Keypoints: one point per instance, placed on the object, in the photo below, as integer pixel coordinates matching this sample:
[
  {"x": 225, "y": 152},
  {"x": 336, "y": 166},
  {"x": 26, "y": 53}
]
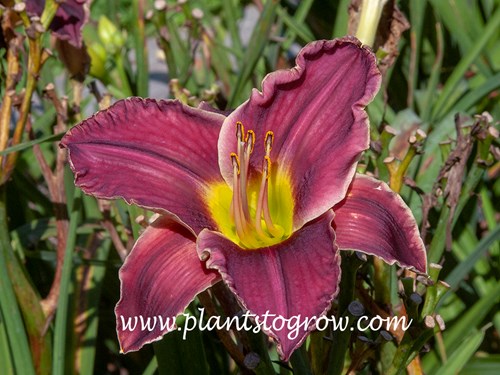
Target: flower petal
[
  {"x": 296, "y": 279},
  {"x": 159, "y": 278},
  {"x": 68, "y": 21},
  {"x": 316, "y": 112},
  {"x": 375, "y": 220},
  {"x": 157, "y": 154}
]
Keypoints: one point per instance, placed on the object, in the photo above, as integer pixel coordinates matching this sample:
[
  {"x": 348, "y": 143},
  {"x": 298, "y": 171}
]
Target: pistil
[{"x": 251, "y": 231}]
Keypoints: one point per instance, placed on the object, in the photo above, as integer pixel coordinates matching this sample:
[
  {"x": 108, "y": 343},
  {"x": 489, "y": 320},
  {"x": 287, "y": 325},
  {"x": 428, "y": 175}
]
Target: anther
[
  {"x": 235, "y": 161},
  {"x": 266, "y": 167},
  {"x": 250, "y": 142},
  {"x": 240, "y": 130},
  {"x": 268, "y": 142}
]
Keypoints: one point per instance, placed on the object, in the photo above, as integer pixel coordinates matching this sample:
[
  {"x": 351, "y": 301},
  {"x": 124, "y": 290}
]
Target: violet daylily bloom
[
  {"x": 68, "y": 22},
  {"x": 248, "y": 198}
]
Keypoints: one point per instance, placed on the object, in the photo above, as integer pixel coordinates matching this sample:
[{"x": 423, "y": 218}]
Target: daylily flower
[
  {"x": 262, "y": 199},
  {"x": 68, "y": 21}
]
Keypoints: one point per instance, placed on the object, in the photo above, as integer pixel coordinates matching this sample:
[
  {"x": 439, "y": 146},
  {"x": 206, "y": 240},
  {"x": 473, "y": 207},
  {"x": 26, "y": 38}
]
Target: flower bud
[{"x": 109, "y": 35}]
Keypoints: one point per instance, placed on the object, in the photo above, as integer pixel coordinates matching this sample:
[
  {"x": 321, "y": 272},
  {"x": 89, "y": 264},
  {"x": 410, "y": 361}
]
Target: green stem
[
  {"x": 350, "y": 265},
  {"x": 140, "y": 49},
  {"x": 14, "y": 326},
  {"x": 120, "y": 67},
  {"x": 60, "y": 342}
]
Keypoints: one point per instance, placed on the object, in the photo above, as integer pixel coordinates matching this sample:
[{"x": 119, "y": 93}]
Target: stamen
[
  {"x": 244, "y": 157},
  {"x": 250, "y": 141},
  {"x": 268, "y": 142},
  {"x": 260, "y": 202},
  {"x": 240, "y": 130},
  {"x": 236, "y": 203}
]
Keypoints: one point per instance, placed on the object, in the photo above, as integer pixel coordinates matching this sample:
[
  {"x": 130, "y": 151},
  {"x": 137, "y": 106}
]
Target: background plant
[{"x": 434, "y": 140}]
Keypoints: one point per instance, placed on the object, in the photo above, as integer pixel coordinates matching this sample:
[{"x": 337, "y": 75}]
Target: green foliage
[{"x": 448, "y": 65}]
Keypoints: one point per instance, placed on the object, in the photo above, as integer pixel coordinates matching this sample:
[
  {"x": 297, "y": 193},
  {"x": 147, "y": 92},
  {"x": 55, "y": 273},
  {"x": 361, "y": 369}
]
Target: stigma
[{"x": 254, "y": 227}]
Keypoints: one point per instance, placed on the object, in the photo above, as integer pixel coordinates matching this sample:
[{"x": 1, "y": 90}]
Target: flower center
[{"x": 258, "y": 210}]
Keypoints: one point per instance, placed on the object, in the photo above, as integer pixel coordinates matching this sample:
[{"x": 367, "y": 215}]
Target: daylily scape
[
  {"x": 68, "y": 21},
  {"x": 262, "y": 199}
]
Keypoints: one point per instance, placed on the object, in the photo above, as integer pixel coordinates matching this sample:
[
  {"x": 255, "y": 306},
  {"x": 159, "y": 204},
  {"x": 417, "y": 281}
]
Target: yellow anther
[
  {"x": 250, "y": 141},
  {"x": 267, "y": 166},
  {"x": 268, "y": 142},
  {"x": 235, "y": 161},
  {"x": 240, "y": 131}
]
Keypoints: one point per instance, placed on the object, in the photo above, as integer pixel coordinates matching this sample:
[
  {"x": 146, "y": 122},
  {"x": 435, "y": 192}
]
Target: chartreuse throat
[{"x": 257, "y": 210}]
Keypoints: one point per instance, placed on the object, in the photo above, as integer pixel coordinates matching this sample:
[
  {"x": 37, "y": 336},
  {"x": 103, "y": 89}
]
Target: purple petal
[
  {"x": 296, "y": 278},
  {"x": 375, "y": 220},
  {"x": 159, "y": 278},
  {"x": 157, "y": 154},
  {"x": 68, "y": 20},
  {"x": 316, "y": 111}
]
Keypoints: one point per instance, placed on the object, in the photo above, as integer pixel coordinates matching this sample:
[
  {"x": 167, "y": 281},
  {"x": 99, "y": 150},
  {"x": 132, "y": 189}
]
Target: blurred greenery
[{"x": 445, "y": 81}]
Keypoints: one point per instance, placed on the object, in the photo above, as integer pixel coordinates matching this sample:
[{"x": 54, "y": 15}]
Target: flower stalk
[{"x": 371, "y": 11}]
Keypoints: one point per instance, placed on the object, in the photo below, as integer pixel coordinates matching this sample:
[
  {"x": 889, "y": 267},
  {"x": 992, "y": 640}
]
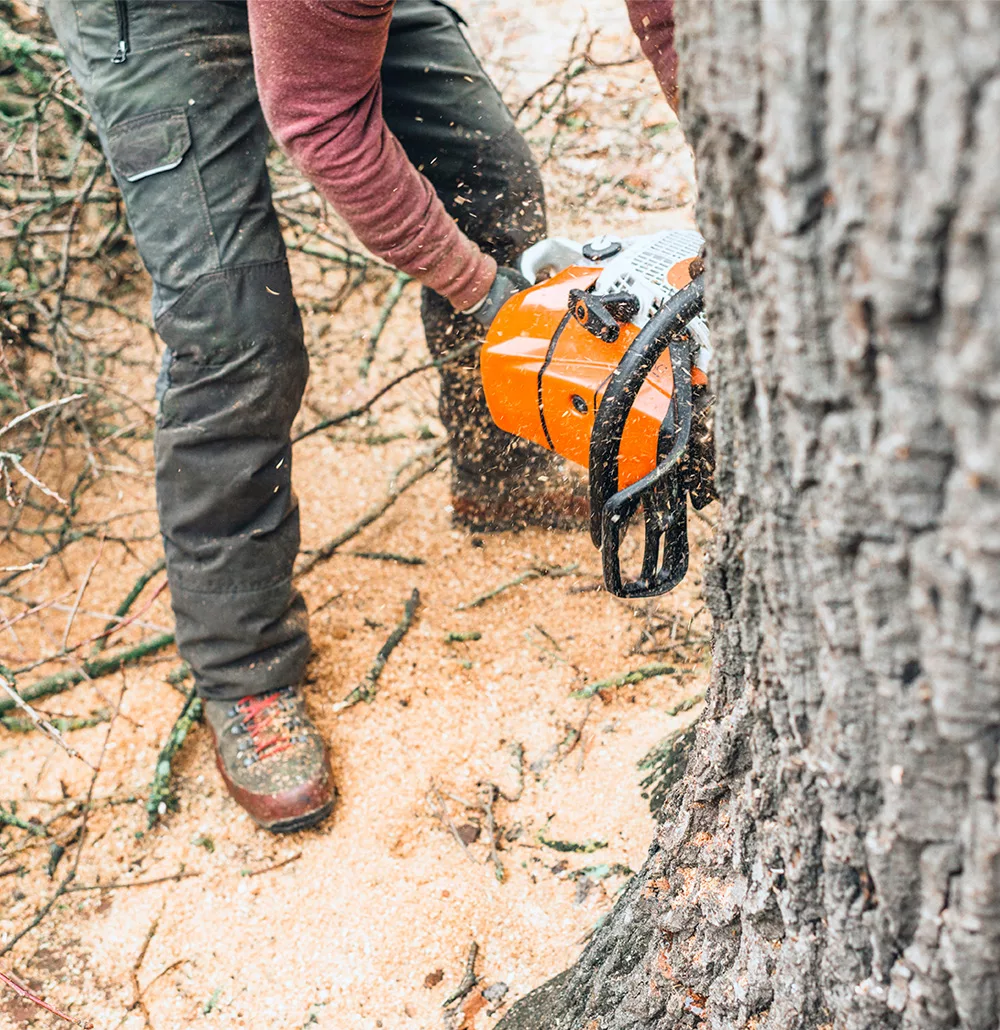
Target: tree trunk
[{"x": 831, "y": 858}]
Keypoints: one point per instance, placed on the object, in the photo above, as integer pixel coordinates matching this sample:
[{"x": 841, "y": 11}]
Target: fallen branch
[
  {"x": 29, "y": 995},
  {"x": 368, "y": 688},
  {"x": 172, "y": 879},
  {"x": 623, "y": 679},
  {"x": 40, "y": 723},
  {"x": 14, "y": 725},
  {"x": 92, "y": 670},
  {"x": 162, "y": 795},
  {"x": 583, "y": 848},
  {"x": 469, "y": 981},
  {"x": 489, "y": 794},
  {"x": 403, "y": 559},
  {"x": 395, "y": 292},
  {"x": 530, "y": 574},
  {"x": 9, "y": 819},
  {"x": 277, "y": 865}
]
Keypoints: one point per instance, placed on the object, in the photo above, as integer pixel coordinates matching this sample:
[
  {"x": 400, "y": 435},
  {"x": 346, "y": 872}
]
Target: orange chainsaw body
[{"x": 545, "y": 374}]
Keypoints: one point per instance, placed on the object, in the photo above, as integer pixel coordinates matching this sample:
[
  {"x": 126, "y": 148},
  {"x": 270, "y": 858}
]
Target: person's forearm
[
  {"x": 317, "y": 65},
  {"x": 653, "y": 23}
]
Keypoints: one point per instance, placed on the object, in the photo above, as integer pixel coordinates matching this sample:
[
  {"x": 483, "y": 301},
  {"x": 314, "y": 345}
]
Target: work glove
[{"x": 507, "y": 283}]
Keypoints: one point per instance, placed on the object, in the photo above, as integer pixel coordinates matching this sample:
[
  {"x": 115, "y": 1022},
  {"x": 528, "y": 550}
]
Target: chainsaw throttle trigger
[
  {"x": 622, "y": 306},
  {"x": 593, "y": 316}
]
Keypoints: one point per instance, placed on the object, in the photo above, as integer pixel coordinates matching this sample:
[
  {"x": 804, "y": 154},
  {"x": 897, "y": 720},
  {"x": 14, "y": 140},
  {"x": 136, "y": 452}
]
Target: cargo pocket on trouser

• TASK DESCRIPTION
Omit the pictures. Transcribe every record exactly.

• OUTPUT
Keypoints: one point per instance, placed on the object, in the photo below, as integer pixel coordinates matching this sample:
[
  {"x": 225, "y": 152},
  {"x": 336, "y": 166},
  {"x": 26, "y": 53}
]
Target: flower petal
[
  {"x": 296, "y": 279},
  {"x": 159, "y": 278},
  {"x": 68, "y": 21},
  {"x": 316, "y": 112},
  {"x": 375, "y": 220},
  {"x": 157, "y": 154}
]
Keypoints: one point per instance, placed on the object, in the photo above, as integer pixel coordinates matching this sample:
[
  {"x": 348, "y": 143},
  {"x": 298, "y": 171}
]
Target: pistil
[{"x": 251, "y": 231}]
Keypoints: one point per instance, placed on the object, in the photo above, as integer pixel coordinates matching this sample:
[
  {"x": 108, "y": 343},
  {"x": 489, "y": 320},
  {"x": 287, "y": 325},
  {"x": 428, "y": 175}
]
Target: anther
[
  {"x": 235, "y": 161},
  {"x": 266, "y": 167},
  {"x": 250, "y": 142},
  {"x": 240, "y": 130},
  {"x": 268, "y": 142}
]
Keypoints: one point per instance, placed on the object, in the photo above, as integer pixel coordinates matching this sample:
[
  {"x": 351, "y": 301},
  {"x": 124, "y": 290}
]
Target: violet daylily bloom
[
  {"x": 68, "y": 22},
  {"x": 248, "y": 198}
]
Keypoints: one point per instance, placed on the object, in the photo above, as integer pixel coordinates matching this sample:
[{"x": 423, "y": 218}]
Target: daylily flower
[
  {"x": 262, "y": 199},
  {"x": 68, "y": 21}
]
Keypoints: one point per instance, placed on the object, in the photo above, as integer pixel coordinates matching this sample:
[
  {"x": 439, "y": 146},
  {"x": 206, "y": 240},
  {"x": 473, "y": 207},
  {"x": 26, "y": 38}
]
Target: flower bud
[{"x": 109, "y": 35}]
Keypoints: one point per instance, placed on the object, in the photo above, as integer pixel coordinates matching this sample:
[
  {"x": 321, "y": 272},
  {"x": 89, "y": 264},
  {"x": 410, "y": 361}
]
Target: green stem
[
  {"x": 350, "y": 265},
  {"x": 140, "y": 49},
  {"x": 14, "y": 326},
  {"x": 120, "y": 67},
  {"x": 60, "y": 342}
]
Keypoints: one point per instance, placed on the object, in the photo above, as integer pixel coordinates matching this sample:
[{"x": 119, "y": 93}]
Target: stamen
[
  {"x": 244, "y": 157},
  {"x": 250, "y": 141},
  {"x": 268, "y": 142},
  {"x": 260, "y": 202},
  {"x": 240, "y": 130},
  {"x": 236, "y": 203}
]
Keypoints: one point per instance, placed on the object, in the photo above, as integer pixel coordinates matching this sample:
[
  {"x": 130, "y": 151},
  {"x": 137, "y": 106}
]
Target: background plant
[{"x": 434, "y": 140}]
Keypoints: one point per instance, placed on the object, in the photo above, as integer pixel coordinates matching this sample:
[{"x": 337, "y": 75}]
Target: green foliage
[{"x": 448, "y": 65}]
Keypoints: one point per instance, placed on the object, in the photo above, as integer pixel coordinates matching this sample:
[
  {"x": 297, "y": 193},
  {"x": 147, "y": 92},
  {"x": 55, "y": 273},
  {"x": 361, "y": 369}
]
Target: stigma
[{"x": 254, "y": 227}]
Keypoints: one point per instance, placed on the object, in the photo above, as integer pixel coordinates matching this sample:
[{"x": 1, "y": 90}]
Target: flower center
[{"x": 258, "y": 210}]
Keypoints: one point per instance, placed on the object, in the photo above, as integer pixel coordinates matching this sample:
[{"x": 367, "y": 215}]
Target: daylily scape
[
  {"x": 68, "y": 21},
  {"x": 262, "y": 199}
]
Keypoints: one point per instance, placed on the object, in the photo above, as integer pixel coordinates matching this sample:
[
  {"x": 255, "y": 306},
  {"x": 159, "y": 204},
  {"x": 417, "y": 281}
]
Target: yellow anther
[
  {"x": 250, "y": 141},
  {"x": 267, "y": 166},
  {"x": 268, "y": 142},
  {"x": 235, "y": 161},
  {"x": 240, "y": 131}
]
Keypoints: one point per instance, placed on the object, in the photo above, as integer pixel coordinates matching this sample:
[
  {"x": 146, "y": 122},
  {"x": 435, "y": 192}
]
Target: chartreuse throat
[{"x": 257, "y": 210}]
Keypoints: one point per instance, placed on the object, in the photo above, as integer pixel coordinates matching this sample:
[
  {"x": 37, "y": 336},
  {"x": 103, "y": 89}
]
Target: purple petal
[
  {"x": 296, "y": 278},
  {"x": 375, "y": 220},
  {"x": 159, "y": 278},
  {"x": 157, "y": 154},
  {"x": 68, "y": 20},
  {"x": 316, "y": 111}
]
Keypoints: one point per instance, placed on the object, in the photo above, as integer pixel coordinates matching this sample:
[
  {"x": 167, "y": 281},
  {"x": 99, "y": 150},
  {"x": 132, "y": 189}
]
Target: blurred greenery
[{"x": 445, "y": 81}]
Keypoints: one point per instance, placed on the object, in the photo above, as integer pixel coordinates matching this sample:
[{"x": 54, "y": 15}]
Target: flower stalk
[{"x": 371, "y": 11}]
Keypoints: one point per instance, placed on the object, in the photo below, as integer pixel coordinates matching this sample:
[
  {"x": 889, "y": 267},
  {"x": 992, "y": 640}
]
Target: tree trunk
[{"x": 831, "y": 858}]
Keypoints: one point per instance, placed on the object, in the photo above, as integer pixel coordinates matching this sample:
[{"x": 841, "y": 11}]
Target: fallen branch
[
  {"x": 29, "y": 995},
  {"x": 368, "y": 688},
  {"x": 172, "y": 879},
  {"x": 623, "y": 679},
  {"x": 40, "y": 723},
  {"x": 14, "y": 725},
  {"x": 92, "y": 670},
  {"x": 162, "y": 795},
  {"x": 583, "y": 848},
  {"x": 469, "y": 981},
  {"x": 489, "y": 794},
  {"x": 403, "y": 559},
  {"x": 395, "y": 292},
  {"x": 530, "y": 574},
  {"x": 9, "y": 819},
  {"x": 277, "y": 865}
]
Keypoints: one point per instance, placed on the object, in the photo above, as integer pixel coordinates matching this sample:
[
  {"x": 400, "y": 435},
  {"x": 346, "y": 872}
]
Target: orange chainsaw body
[{"x": 545, "y": 374}]
Keypoints: one point per instance, placed on the object, in the photo above, as integer pixel coordinates matching this sample:
[
  {"x": 126, "y": 148},
  {"x": 270, "y": 858}
]
Target: person's forearm
[
  {"x": 317, "y": 65},
  {"x": 653, "y": 23}
]
Keypoints: one point per instance, placed on the object, in the photo above, as integer pixel coordinates matching this sample:
[
  {"x": 483, "y": 301},
  {"x": 314, "y": 345}
]
Target: work glove
[{"x": 507, "y": 283}]
Keypoints: one point per instance, placed on the object, in the photo above, as integer pixel coordinates matching this sample:
[
  {"x": 115, "y": 1022},
  {"x": 528, "y": 550}
]
Target: chainsaw throttle trigger
[
  {"x": 622, "y": 306},
  {"x": 593, "y": 316}
]
Keypoints: one point per instance, placed on the object, in the photo above, as integer pixel coordinates matching this sample:
[
  {"x": 804, "y": 154},
  {"x": 897, "y": 720},
  {"x": 14, "y": 140},
  {"x": 136, "y": 452}
]
Target: cargo pocket on trouser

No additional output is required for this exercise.